Images must not appear in your copy; reproduce every other part of the records exactly.

☆ ☆ ☆ ☆ ☆ ☆ ☆

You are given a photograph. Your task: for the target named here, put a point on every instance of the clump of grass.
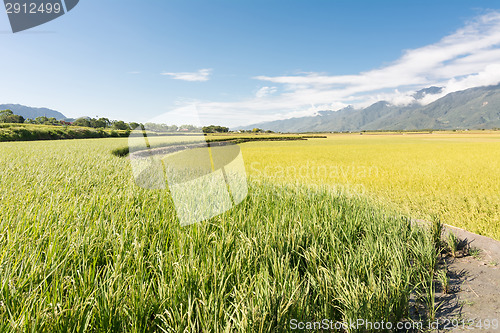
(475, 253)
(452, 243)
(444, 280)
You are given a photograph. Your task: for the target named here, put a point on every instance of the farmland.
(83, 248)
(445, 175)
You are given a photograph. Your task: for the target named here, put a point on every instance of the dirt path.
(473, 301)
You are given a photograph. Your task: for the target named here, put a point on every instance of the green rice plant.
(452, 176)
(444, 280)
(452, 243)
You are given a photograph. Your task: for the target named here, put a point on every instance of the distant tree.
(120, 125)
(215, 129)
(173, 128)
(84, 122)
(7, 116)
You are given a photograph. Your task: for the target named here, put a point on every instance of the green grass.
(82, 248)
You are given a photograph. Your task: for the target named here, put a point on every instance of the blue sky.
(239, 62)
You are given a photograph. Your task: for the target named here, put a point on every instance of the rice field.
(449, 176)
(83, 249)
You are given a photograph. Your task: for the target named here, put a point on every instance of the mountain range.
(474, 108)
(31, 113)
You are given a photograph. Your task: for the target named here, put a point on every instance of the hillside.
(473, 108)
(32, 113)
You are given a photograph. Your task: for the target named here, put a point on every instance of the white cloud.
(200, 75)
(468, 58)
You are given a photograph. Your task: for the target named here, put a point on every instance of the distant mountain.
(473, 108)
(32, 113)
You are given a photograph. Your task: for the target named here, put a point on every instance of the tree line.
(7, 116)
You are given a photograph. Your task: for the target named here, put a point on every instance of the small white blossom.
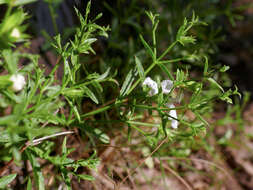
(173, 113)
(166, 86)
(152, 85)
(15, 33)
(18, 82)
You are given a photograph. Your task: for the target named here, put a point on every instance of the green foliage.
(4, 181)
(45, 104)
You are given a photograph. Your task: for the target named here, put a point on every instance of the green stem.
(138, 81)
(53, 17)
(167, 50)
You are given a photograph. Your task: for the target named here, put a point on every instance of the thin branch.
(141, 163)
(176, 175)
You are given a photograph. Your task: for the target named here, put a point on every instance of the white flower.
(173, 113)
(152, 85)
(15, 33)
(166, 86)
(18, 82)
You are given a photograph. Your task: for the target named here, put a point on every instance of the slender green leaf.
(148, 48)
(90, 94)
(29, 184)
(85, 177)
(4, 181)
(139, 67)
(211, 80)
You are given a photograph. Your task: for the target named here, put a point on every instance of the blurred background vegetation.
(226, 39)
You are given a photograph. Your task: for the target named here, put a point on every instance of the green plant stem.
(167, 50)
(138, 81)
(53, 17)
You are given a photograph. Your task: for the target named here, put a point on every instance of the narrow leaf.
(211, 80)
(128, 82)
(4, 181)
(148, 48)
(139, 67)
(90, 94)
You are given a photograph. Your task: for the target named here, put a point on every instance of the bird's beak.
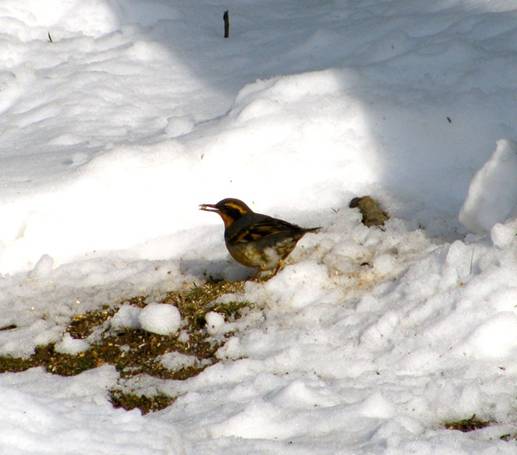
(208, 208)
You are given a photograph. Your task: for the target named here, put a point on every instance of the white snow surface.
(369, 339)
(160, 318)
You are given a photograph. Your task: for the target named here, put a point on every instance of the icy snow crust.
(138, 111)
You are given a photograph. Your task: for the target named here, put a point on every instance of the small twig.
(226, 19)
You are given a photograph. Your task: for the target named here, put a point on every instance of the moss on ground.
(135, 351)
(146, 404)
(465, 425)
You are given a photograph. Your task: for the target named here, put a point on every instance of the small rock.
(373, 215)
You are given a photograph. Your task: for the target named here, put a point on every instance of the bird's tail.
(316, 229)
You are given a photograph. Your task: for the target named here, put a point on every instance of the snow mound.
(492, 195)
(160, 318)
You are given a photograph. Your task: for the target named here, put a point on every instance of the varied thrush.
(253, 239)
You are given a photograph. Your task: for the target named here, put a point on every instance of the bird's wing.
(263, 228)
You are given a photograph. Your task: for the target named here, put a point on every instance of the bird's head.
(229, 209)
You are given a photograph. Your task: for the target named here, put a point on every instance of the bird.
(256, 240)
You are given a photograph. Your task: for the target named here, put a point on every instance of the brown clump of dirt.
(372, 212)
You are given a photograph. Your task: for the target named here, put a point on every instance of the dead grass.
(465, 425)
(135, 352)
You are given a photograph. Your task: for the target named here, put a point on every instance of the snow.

☆ ☆ ☆ ☆ ☆ ☆ ☆

● **Response below**
You are given a photograph. Your task: for the target named here, put a point on every instance of the clump of grass.
(475, 253)
(452, 243)
(444, 280)
You are given a photograph. Your task: for the target named here, put a point on every instance of the farmland.
(83, 248)
(445, 175)
You are given a photograph. Your task: for the target named here, put a point on every instance of the dirt path.
(473, 301)
You are given a photograph. Your task: for the target named here, put a point on every instance of the green rice plant.
(452, 176)
(444, 280)
(452, 243)
You are given a photograph. Your task: for the target named here, put a point on every instance of the distant tree.
(120, 125)
(215, 129)
(173, 128)
(84, 122)
(7, 116)
You are given a photograph. Your task: for the target named here, put a point on every instance of the green grass.
(82, 248)
You are given a photograph. Your task: for the target named here, put a point on every instance of the blue sky.
(239, 62)
You are given a photograph. Your task: for the target named here, put a point on every instance of the rice field.
(449, 176)
(83, 249)
You are given a photograph. Your task: for the target named here, put a point on every instance of the mountain range.
(474, 108)
(31, 113)
You are given a photograph. Your task: for the target named here, put a point on every instance of the hillside.
(473, 108)
(32, 113)
You are given a photograph. Your task: for the target named here, put a point on every instance of the white cloud.
(200, 75)
(468, 58)
You are given a photograph. Your task: for the target named here, put a point on every instance of the distant mountain.
(473, 108)
(32, 113)
You are given a photograph. Your task: for the target named here, put a point on every instance of the tree line.
(7, 116)
You are given a photograph. Your task: for the target named here, put a point on every instance of the small white blossom.
(173, 113)
(166, 86)
(152, 85)
(15, 33)
(18, 82)
You are given a photograph. Your task: for the target named here, put a point on every instance of the green foliage.
(4, 181)
(45, 104)
You are given a photograph. Your task: for the target named here, put a point on every instance of the green stem.
(138, 81)
(53, 17)
(167, 50)
You are given a photograph. Your task: for the target named here, put a point on every instance of the thin branch.
(141, 163)
(176, 175)
You are given a photograph. Your task: for the target named here, put a point on every instance of the white flower.
(173, 113)
(152, 85)
(15, 33)
(166, 86)
(18, 82)
You are given a photograph. Your task: for the target named here, put a point on every instance of the slender green leaf.
(148, 48)
(90, 94)
(29, 184)
(85, 177)
(4, 181)
(139, 67)
(211, 80)
You are given a photograph. Your task: for the target named here, put a point on every instance of the blurred background vegetation.
(226, 39)
You are given a photograph. Your task: for the target named here, put a point on every instance of the green plant stem.
(167, 50)
(138, 81)
(53, 17)
You are given a photograph. Your task: for the target named here, put a point on every instance of the narrow leaf.
(211, 80)
(128, 82)
(4, 181)
(148, 48)
(139, 67)
(90, 94)
You are given a photograph. Your task: for the target named here, put a point on every instance of the bird's beak.
(208, 208)
You are given a photograph. Your task: for the target named here, put a point on every instance of the white snow surface.
(369, 339)
(160, 318)
You are given a photograph. Your task: for the target named here, put a point on every instance of the icy snow crust.
(138, 111)
You are given a photograph. Your task: for the target named here, put a point on every instance of the small twig.
(226, 19)
You are given a photograph. Your task: for the target named here, put a point on every instance of the moss on ground.
(135, 351)
(146, 404)
(465, 425)
You are given a photograph. Your task: for the target named here, put a point on every instance of the small rock.
(373, 215)
You are given a photograph. Your task: for the target named here, put a point on every instance of the bird's tail.
(316, 229)
You are given a photograph. Your task: for the target named here, put a point on every instance of the snow mound.
(492, 195)
(160, 318)
You are given a photograph. Your task: for the target named here, put a point on every instance of the varied thrush.
(253, 239)
You are given a photograph. Your task: for the target named here, put a point on every instance of the bird's wing.
(263, 228)
You are given a photograph. Your task: for the target named here, put a point on every instance of the bird's head.
(229, 209)
You are given a photograph. Your task: for the target named here, put a point on every instance of the bird.
(256, 240)
You are given a photograph. Your task: for the target named here, put a point on every instance of the brown clump of dirt.
(372, 212)
You are given a photograph. Your task: for the target named here, put a point on every instance of the dead grass.
(465, 425)
(135, 352)
You are given a photograph. Your task: for the target named here, put a point on every instance of the snow.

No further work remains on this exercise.